*Tâche courte:*
Mettez à jour le texte sur le royaume saoudien, depuis « Gigantisme et morgue » jusqu'à « envers les Américains. », en remplaçant « abdication » par « renonciation ».

Gigantisme et morgue vont de pair dans
le royaume, dans ce qui apparaît comme
une sorte de démarche de compensation
face à une abdication de souveraineté
envers les Américains.
Au delà des
apparences, le Royaume, jamais colonisé,
constitue, en fait, une grande prison
dorée pour une dynastie à la marge de
manoeuvre réduite envers ses tuteurs
américains et pour une population en
état de crainte révérencieuse envers ses
vigiles wahhabites, grands dispensateurs
des bienfaits au Royaume. Unique
entreprise familiale au monde à siéger
aux Nations Unies, la dynastie wahhabite
aura versé dans toutes les licences
cautionnant au passage de stupéfiants
trafics, allant même, du moins certains
des membres de l’entourage royal comme
ce fut le cas dans le narcotrafic
saoudien en France, jusqu’à
réquisitionner des appareils de la
flotte aérienne royale pour le transport
de la drogue colombienne. Un trafic
rocambolesque qui paraît quelque peu en
décalage avec les enseignements
rigoristes que le pouvoir saoudien
dispense et qui explique une part de son
discrédit.
Anomalie
exorbitante, à l’origine du divorce
entre la dynastie wahhabite et son
ancien serviteur, Oussama Ben Laden, la
présence des troupes américaines sur le
sol du royaume, ainsi que les dérives
mercantiles que la contribution
militaire occidentale a donné lieu lors
de la première guerre du Golfe,
consécutive à l’invasion du Koweït par
l’Irak (Août 1990-Janvier 1991). Au
faite de sa gloire, Oussama Ben Laden
avait proposé au Roi Fahd d’Arabie de
bouter les Irakiens hors du Koweït avec
le seul concours des Moudjahidine, mais
la proposition du vainqueur de l’Armée
Rouge en Afghanistan a été accueillie
sans enthousiasme par les dirigeants
saoudiens effrayés qu’ils étaient qu’un
de leurs sujets disposa de la capacité
de lever des troupes d’une telle
importance pour combattre l’Irak, à
l’époque au sommet de sa puissance.

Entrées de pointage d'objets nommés
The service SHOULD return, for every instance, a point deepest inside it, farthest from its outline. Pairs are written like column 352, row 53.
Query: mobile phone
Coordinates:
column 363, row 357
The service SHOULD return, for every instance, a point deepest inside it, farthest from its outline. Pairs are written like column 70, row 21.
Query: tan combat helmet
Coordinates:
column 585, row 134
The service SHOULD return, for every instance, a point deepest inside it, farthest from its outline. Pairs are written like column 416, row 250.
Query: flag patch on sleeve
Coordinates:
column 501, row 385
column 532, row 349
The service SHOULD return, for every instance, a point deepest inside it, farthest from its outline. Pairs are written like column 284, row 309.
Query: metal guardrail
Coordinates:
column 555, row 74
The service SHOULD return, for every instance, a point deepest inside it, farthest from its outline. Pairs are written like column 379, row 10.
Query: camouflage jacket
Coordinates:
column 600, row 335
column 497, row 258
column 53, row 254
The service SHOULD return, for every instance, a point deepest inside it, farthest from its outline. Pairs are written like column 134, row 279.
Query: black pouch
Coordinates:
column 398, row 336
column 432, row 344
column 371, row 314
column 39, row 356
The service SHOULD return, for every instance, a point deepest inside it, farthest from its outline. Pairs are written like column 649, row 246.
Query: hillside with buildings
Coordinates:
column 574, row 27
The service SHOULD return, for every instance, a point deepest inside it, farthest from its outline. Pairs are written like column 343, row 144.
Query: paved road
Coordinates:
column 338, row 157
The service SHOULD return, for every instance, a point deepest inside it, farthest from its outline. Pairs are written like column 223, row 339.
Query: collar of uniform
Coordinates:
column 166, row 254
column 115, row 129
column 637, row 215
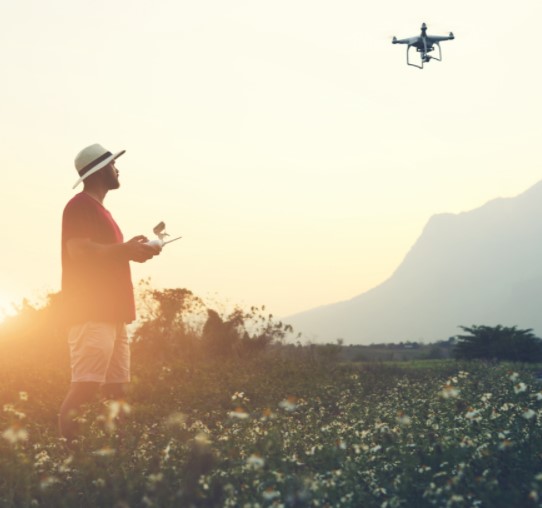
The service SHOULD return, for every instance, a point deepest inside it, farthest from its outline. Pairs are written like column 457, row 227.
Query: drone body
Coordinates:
column 424, row 44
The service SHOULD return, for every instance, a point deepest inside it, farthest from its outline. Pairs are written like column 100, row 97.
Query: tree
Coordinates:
column 498, row 343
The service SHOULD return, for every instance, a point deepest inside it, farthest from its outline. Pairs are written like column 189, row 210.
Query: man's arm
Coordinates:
column 132, row 250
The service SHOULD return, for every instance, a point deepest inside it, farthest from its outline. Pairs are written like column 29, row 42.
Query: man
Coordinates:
column 97, row 291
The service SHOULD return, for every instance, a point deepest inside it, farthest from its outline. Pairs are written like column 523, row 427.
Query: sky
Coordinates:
column 288, row 142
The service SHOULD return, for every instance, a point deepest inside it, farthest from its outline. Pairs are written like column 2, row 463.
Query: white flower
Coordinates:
column 255, row 461
column 104, row 452
column 520, row 387
column 270, row 493
column 289, row 404
column 239, row 413
column 449, row 392
column 14, row 434
column 528, row 414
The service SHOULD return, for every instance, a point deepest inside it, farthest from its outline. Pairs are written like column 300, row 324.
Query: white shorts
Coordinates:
column 99, row 352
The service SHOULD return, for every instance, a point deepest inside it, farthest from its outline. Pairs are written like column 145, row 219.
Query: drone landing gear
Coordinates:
column 425, row 57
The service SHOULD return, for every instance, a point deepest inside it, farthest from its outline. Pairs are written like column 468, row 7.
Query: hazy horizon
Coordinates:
column 289, row 144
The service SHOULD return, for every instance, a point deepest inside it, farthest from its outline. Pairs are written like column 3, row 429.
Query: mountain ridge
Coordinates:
column 475, row 267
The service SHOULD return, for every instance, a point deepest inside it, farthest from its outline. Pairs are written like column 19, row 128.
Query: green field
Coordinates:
column 281, row 428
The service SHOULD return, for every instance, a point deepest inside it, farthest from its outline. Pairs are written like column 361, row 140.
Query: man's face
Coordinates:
column 111, row 176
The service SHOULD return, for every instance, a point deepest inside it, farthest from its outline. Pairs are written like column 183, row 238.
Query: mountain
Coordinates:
column 480, row 267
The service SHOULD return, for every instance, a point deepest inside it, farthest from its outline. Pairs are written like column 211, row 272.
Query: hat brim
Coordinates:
column 99, row 166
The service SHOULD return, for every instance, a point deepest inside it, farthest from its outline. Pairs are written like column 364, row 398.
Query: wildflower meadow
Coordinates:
column 280, row 427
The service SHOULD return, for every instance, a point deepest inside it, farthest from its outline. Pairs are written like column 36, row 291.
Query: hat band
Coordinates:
column 95, row 162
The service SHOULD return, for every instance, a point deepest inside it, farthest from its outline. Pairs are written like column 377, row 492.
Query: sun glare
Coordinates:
column 7, row 307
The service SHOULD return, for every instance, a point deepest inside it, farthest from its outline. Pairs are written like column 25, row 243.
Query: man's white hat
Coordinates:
column 92, row 159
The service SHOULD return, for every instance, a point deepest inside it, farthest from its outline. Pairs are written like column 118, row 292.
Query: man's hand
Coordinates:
column 140, row 252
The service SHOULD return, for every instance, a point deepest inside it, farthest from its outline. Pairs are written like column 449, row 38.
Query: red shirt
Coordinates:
column 94, row 289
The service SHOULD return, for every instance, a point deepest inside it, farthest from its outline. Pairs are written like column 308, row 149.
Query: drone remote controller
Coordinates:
column 160, row 231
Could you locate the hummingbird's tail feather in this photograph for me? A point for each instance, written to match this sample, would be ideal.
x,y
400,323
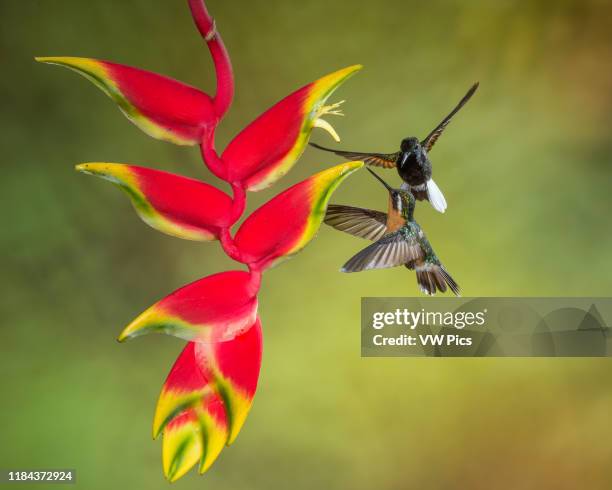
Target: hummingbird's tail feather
x,y
434,277
435,196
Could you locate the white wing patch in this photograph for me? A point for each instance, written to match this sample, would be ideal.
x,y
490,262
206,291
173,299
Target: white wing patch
x,y
436,198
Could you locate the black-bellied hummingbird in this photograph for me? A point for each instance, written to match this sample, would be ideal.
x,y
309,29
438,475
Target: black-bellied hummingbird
x,y
412,161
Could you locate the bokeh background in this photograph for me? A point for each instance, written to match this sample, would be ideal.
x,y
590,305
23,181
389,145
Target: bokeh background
x,y
526,168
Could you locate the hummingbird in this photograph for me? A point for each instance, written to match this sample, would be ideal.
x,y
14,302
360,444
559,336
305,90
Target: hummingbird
x,y
398,240
412,160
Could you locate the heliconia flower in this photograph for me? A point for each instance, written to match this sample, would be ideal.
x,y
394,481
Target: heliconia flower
x,y
213,309
267,148
170,203
286,223
205,400
162,107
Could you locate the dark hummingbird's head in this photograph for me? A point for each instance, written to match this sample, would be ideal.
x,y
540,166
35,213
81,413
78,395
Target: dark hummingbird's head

*Le résultat:*
Gigantisme et morgue vont de pair dans
le royaume, dans ce qui apparaît comme
une sorte de démarche de compensation
face à une renonciation de souveraineté
envers les Américains.